Return all lines in the data where the string "instance" can be found.

====== Excerpted data

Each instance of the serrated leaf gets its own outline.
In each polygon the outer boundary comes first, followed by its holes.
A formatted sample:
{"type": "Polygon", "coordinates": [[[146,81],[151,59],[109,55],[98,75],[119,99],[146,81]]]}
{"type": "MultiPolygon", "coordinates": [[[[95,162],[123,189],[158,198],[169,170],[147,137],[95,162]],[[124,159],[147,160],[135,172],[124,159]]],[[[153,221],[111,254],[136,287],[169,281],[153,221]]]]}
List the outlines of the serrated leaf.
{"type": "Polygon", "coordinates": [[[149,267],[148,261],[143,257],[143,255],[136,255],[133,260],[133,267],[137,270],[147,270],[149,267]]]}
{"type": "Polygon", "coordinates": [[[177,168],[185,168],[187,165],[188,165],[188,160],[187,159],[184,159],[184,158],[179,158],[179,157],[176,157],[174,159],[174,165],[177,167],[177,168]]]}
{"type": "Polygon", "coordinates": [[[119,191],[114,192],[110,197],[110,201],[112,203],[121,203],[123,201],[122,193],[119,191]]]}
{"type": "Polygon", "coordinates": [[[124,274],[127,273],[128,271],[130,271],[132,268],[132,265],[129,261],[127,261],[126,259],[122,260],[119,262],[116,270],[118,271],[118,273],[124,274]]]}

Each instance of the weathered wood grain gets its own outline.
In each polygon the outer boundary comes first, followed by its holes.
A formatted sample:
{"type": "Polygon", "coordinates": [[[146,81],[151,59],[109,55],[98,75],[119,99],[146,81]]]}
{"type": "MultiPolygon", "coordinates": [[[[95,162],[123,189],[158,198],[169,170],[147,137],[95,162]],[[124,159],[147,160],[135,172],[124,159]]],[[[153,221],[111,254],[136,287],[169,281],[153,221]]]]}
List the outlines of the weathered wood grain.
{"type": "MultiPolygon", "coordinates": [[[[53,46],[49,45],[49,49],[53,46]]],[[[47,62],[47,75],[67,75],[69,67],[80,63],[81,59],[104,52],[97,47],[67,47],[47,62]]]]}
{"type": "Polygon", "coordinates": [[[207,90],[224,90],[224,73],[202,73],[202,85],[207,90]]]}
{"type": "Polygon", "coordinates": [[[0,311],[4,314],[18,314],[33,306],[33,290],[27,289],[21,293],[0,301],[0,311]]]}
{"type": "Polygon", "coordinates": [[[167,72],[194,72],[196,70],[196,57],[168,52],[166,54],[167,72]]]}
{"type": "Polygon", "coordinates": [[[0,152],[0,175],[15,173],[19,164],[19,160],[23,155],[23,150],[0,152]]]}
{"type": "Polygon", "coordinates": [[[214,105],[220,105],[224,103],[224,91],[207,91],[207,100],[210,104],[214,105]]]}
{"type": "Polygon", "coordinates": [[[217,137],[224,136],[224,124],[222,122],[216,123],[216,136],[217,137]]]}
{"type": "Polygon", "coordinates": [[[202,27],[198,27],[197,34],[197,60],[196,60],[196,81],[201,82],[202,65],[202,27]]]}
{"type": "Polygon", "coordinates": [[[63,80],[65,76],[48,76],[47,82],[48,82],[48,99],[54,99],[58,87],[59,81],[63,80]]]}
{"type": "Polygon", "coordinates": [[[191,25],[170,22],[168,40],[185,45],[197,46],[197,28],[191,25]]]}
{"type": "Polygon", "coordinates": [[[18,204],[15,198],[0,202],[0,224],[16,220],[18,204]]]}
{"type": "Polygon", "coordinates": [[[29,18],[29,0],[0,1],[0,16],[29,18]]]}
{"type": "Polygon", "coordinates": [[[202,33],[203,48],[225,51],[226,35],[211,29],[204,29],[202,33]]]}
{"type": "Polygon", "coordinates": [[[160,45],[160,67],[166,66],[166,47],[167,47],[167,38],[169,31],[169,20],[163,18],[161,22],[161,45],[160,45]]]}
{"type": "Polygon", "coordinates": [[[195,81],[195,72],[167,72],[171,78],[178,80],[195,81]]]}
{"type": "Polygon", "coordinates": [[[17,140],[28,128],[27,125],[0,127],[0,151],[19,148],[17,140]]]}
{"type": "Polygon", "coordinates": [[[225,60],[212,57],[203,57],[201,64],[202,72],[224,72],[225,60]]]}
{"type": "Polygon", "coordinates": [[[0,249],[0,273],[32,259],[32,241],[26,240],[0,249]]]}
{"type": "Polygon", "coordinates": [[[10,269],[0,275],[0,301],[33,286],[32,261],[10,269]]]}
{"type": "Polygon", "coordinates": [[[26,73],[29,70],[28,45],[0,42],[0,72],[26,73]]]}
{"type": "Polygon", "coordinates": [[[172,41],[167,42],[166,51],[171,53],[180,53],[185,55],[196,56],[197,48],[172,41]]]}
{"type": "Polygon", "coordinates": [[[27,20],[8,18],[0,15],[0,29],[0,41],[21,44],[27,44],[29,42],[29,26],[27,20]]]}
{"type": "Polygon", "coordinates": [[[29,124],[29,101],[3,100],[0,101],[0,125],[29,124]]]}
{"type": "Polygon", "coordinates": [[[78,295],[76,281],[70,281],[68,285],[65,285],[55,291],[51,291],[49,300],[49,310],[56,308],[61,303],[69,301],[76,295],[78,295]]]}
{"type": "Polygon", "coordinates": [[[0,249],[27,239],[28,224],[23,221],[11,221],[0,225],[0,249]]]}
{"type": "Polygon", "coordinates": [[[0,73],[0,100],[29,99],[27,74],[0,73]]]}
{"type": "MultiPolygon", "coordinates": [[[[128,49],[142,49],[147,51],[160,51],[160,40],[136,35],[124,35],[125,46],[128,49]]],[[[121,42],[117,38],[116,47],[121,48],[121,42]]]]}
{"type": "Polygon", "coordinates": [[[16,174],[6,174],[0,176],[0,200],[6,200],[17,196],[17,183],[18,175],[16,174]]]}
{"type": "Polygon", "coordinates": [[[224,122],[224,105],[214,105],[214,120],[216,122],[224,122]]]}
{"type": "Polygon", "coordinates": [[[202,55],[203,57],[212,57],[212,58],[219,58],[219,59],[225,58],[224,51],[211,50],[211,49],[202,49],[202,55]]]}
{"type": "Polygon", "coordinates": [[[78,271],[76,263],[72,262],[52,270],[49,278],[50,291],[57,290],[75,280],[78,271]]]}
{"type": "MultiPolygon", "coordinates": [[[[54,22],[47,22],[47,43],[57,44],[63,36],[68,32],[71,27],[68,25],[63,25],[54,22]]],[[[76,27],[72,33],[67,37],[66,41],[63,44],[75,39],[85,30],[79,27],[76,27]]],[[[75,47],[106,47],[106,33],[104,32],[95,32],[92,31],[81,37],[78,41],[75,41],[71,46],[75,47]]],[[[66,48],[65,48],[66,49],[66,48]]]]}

============

# [Task output]
Each instance of the serrated leaf gets its own outline.
Each instance of the weathered wood grain gets its own outline.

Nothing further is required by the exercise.